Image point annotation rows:
▼

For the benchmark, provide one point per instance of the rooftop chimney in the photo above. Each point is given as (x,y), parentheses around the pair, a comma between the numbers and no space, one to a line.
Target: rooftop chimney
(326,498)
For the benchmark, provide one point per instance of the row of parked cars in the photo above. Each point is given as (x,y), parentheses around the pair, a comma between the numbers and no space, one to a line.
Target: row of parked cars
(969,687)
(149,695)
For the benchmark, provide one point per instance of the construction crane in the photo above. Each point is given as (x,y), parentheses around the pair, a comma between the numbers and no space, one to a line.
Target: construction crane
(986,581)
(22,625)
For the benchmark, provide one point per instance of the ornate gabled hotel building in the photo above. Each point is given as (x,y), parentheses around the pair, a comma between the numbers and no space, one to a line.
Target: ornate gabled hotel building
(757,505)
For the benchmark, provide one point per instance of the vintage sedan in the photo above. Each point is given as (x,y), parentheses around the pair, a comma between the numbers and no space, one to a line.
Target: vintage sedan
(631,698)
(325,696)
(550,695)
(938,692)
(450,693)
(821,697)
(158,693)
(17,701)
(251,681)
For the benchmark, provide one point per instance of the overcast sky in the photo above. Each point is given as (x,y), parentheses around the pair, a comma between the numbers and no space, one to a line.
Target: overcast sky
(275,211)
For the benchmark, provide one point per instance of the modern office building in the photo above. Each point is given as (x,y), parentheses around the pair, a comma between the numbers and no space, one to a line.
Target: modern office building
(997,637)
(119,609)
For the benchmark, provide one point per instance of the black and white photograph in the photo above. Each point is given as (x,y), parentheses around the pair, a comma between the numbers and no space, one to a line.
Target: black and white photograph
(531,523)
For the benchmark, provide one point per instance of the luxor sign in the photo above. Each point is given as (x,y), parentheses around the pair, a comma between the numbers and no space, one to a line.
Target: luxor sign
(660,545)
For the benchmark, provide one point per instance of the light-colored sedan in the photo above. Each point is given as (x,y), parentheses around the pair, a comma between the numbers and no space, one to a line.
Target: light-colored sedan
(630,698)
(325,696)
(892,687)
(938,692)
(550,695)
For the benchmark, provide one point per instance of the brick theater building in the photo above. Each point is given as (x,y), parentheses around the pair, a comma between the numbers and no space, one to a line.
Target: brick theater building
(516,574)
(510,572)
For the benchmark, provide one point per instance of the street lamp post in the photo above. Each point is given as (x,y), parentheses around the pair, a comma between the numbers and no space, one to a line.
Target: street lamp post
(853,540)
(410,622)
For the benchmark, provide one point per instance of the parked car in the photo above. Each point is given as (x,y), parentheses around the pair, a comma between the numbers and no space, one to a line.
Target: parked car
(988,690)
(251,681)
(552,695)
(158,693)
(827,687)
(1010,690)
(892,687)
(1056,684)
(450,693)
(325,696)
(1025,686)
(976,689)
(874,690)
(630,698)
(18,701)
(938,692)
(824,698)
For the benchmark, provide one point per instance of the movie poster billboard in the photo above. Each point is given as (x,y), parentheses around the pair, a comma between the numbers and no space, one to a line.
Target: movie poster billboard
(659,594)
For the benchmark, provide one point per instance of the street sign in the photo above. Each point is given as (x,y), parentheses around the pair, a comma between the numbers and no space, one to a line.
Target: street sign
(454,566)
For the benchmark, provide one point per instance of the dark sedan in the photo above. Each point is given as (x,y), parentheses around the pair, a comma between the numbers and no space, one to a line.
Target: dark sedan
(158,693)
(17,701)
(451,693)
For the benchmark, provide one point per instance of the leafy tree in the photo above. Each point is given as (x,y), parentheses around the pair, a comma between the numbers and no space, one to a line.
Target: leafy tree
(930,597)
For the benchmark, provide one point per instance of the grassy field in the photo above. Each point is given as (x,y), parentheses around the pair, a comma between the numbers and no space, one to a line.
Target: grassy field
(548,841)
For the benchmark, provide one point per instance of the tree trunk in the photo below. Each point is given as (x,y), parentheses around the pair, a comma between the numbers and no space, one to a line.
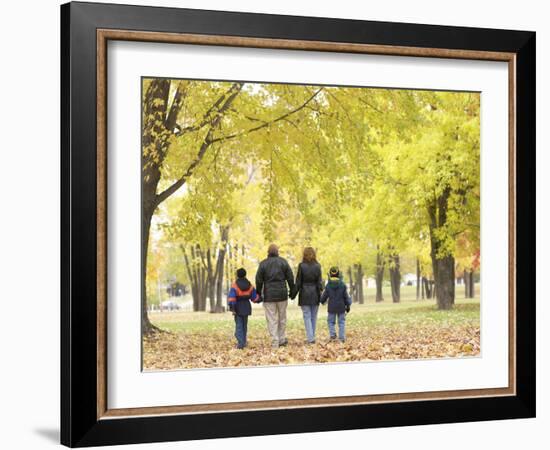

▲

> Given task:
Rewrite all the rows above, swapping "benchmark" for "evaluation set" and changing nothing else. Leave the pictures out of your version.

> Solution to this problem:
For the evaluation set, provide one point per instance of the rooftop chimney in the photo above. Each point is given as (x,y), parentheses around the pair, a comma between the numbers and no space, one to a line.
Target: rooftop chimney
(326,498)
For the evaluation set, provide one point per instance of the row of parked cars in the photo above. Each point is given as (x,y), parentheses around the pair, a comma between the numbers and no space, one to a line.
Target: row of parked cars
(969,687)
(149,695)
For the evaluation set, provide one point per instance of the construction crane in the photo above. Each point is given as (x,y), parentheses around the pair, a comma between the numbers and no space, one to a line.
Target: construction crane
(986,581)
(22,625)
For the evaluation set, provide one point per instance of the ornate gabled hotel building in the photo above. Each point is given as (x,y), parentheses around the pair, a comma between the numbers and no space, one to a line.
Target: ornate gabled hotel building
(757,505)
For the evaluation set, provide one point per instance of the vintage sedan in the photo above. Each point is given as (x,y), parentheses around the pair, a comma between the numbers and no space, one to a line.
Target: vintage sedan
(631,698)
(325,696)
(550,695)
(938,692)
(450,693)
(821,697)
(158,693)
(17,701)
(251,681)
For the evaluation set, provide one point per instance of the overcast sky in the photo above. Each point is given as (x,y), parentheses around the pair, a comma between the numbers and no space, one to a line.
Target: overcast sky
(275,211)
For the evaluation set, provide one point per instance of the modern office building in the photo above. Each point is given as (x,y), parentheses around the pair, a comma between the numbers and no space, one to a line.
Target: modern office building
(997,637)
(119,609)
For the evaluation set, provide one point per instance of the black and white photograph in the photo above. Each point is given as (x,y), parentheses around the pair, a comma between the numbers and no space, one to a line.
Target: black and white photograph
(531,523)
For the evaluation set, provide one point per instance of the luxor sign in the photo above. Each point is given as (x,y), parentheses around the pair, a comma between the numbers and no space, one to a line.
Target: luxor sign
(660,545)
For the evaluation set, provide one point per instance of the light-colored sedan in the photo above. Each point is given as (x,y), parentheses around the pair, a comma between the numbers and no space, one to a line.
Target: light-colored sedan
(630,698)
(325,696)
(892,687)
(938,692)
(550,695)
For the evaluation set, provide one point per instance of the brick theater building in the photo above. Each point is given as (x,y), parentheses around the pair, a comma between the numbers and no space, one to a line.
Target: brick theater building
(516,574)
(510,572)
For the evaluation set, provide one point per instance of the street lamp post in the photo above. Each point is given as (x,y), parentheses around the pair, a comma between the numbers and no space, one to a line.
Target: street lamp post
(853,540)
(410,622)
For the evaluation set, provide one point per instance of the parked car in the photo above. Each point is given as (x,y), parentheses around the pair, a comma between the numbers and no space, one to a line.
Target: parked car
(988,690)
(251,681)
(552,695)
(158,693)
(827,687)
(1010,690)
(892,687)
(1056,684)
(450,693)
(325,696)
(1025,686)
(976,689)
(874,690)
(630,698)
(18,701)
(938,692)
(824,698)
For the evaluation set, provide one point per instance of the movie poster billboard in the photo above. Each point is given as (x,y), parentheses around the pair, a comma between the numbers and no space, one to a line.
Target: movie poster billboard
(659,594)
For the evaluation set, provide one point per instance of the street sign in the photo above. Each point is given as (x,y), parentheses around the pair, a comma between the numbers and no space, one to a line.
Target: street sign
(454,566)
For the evaluation set, provide one point per instance of the dark sedan in the photo above. Each point is given as (x,y), parentheses around the pair, a comma between the numbers and no space, one to a line.
Target: dark sedan
(158,693)
(17,701)
(451,693)
For the evaluation set, provide one point per instance of the leafy tree in the photo above. Each point is given as (x,y), parentheses around the pair, a comma between the numbers and no space, one to a line.
Target: leafy tree
(930,597)
For the evaluation set, provide one point per instance of the grassy field in the photo above. Each point is given as (x,y), parentheses around the pair, a comma between the numbers and no space, one to a line.
Target: grassy field
(548,841)
For the evaluation set, provide one point per instance of the tree trunk in the photo below. Each point is given as (x,y), parentheses around the pair, a comma between the numbers and no space, one to a line.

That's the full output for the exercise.